Using the information
(a) List every group into which the HIV study extract says HIV-1 has been classified, along with the meaning the extract gives for each group's letter.
(b) Output the portion of the HIV study extract between "In this study, we compared" and "foreign HIV-1 networks.", inclusive, without any alteration.

Extract
Segment Open

Date Published: June 5, 2019
Publisher: Public Library of Science
Author(s): Yoon-Seok Chung, Ju-Yeon Choi, Myoung-Su Yoo, Jae Hyun Seong, Byeong-Sun Choi, Chun Kang, Xinli Lu.
Population-level phylogenetic patterns reflect both transmission dynamics and genetic changes, which accumulate because of selection or drift. In this study, we determined whether a longitudinally sampled dataset derived from human immunodeficiency virus (HIV)-1-infected individuals over a 14-year period (1999–2012) could shed light on the transmission processes involved in the initiation of the HIV-1 epidemic in Korea. In total, 927 sequences were acquired from 1999 to 2012; each sequence was acquired from an individual patient who had not received treatment. Sequences were used for drug resistance and phylogenetic analyses. Phylogenetic and other analyses were conducted using MEGA version 6.06 based on the GTR G+I parameter model and SAS. Of the 927 samples, 863 (93.1%) were classified as subtype B and 64 were classified as other subtypes. Phylogenetic analysis demonstrated that 104 of 927 patient samples (11.2%) were grouped into 37 clusters. Being part of a transmission cluster was significantly associated with subtype-B viruses, infection via sexual contact, and the infection of young males. Of all clusters, three (~8.1%) that comprised 10 individual samples (22.2% of 45 individuals) included at least one member with total transmitted drug resistance (TDR). In summary, HIV transmission cluster analyses can integrate laboratory data with behavioral data to enable the identification of key transmission patterns to develop tailored interventions aimed at interrupting transmission chains.
The extremely high diversity of human immunodeficiency virus (HIV) has been attributed to its high replication capacity and the high frequency of errors introduced by reverse transcriptase during replication. HIV-1 is the most common virus types worldwide and has been classified into four groups as follows: M (major), N (non-M, non-O), O (outer), and P (pending the identification of further human cases); group P was identified recently in two Cameroonian patients. HIV-1 group M can be further classified into nine subtypes including A–D, F–H, and K . This extensive diversity has led to frequent recombination between strains, resulting in several circulating recombinant forms (CRFs) and a very high number of unique recombinant forms (URFs) [2–5]. To date, 72 CRFs have been isolated, and this number is expected to increase in the future .
In this study, we compared HIV pol sequences from 927 newly-diagnosed patients receiving care at the Division of AIDS, KNIH between 1999 and 2012. We found that 11.2% of these patients grouped into 37 molecularly-defined HIV transmission clusters. We analyzed the structures of the transmission clusters in Korea through the integration of molecular, clinical, and demographic data. Analysis of the HIV-1 pol sequences generated from antiretroviral resistance surveillance programs has proven useful and informative to assess and define transmission clusters within a population of interest [4, 15, 32]. Based on these criteria, substantial clustering (11.2%, 104/927) was observed in the current study, indicating that the majority of HIV-1 subtype B infections in Korea were linked to a cluster that might be associated with local and/or foreign HIV-1 networks.
Analysis of the phylodynamic or evolutionary history of HIV relies significantly on the depth of population-based sampling; a study of this type should be continued and expanded upon to improve the resolution of HIV-1 genomic diversity and transmission dynamics within HIV transmission networks. The continuing transmission of HIV among MSM individuals indicates the need to maximize the use of available bio-epidemiological data. HIV transmission cluster analysis integrates laboratory data with behavioral data to enable the delineation of key transmission patterns to develop tailored interventions aimed at interrupting transmission chains.

Segment Closed

Region pointing data
Segment Open

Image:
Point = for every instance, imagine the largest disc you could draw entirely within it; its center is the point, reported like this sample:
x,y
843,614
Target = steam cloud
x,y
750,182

Segment Closed

Solutions to the problems
(a)
M (major)
N (non-M, non-O)
O (outer)
P (pending the identification of further human cases)

(b)
In this study, we compared HIV pol sequences from 927 newly-diagnosed patients receiving care at the Division of AIDS, KNIH between 1999 and 2012. We found that 11.2% of these patients grouped into 37 molecularly-defined HIV transmission clusters. We analyzed the structures of the transmission clusters in Korea through the integration of molecular, clinical, and demographic data. Analysis of the HIV-1 pol sequences generated from antiretroviral resistance surveillance programs has proven useful and informative to assess and define transmission clusters within a population of interest [4, 15, 32]. Based on these criteria, substantial clustering (11.2%, 104/927) was observed in the current study, indicating that the majority of HIV-1 subtype B infections in Korea were linked to a cluster that might be associated with local and/or foreign HIV-1 networks.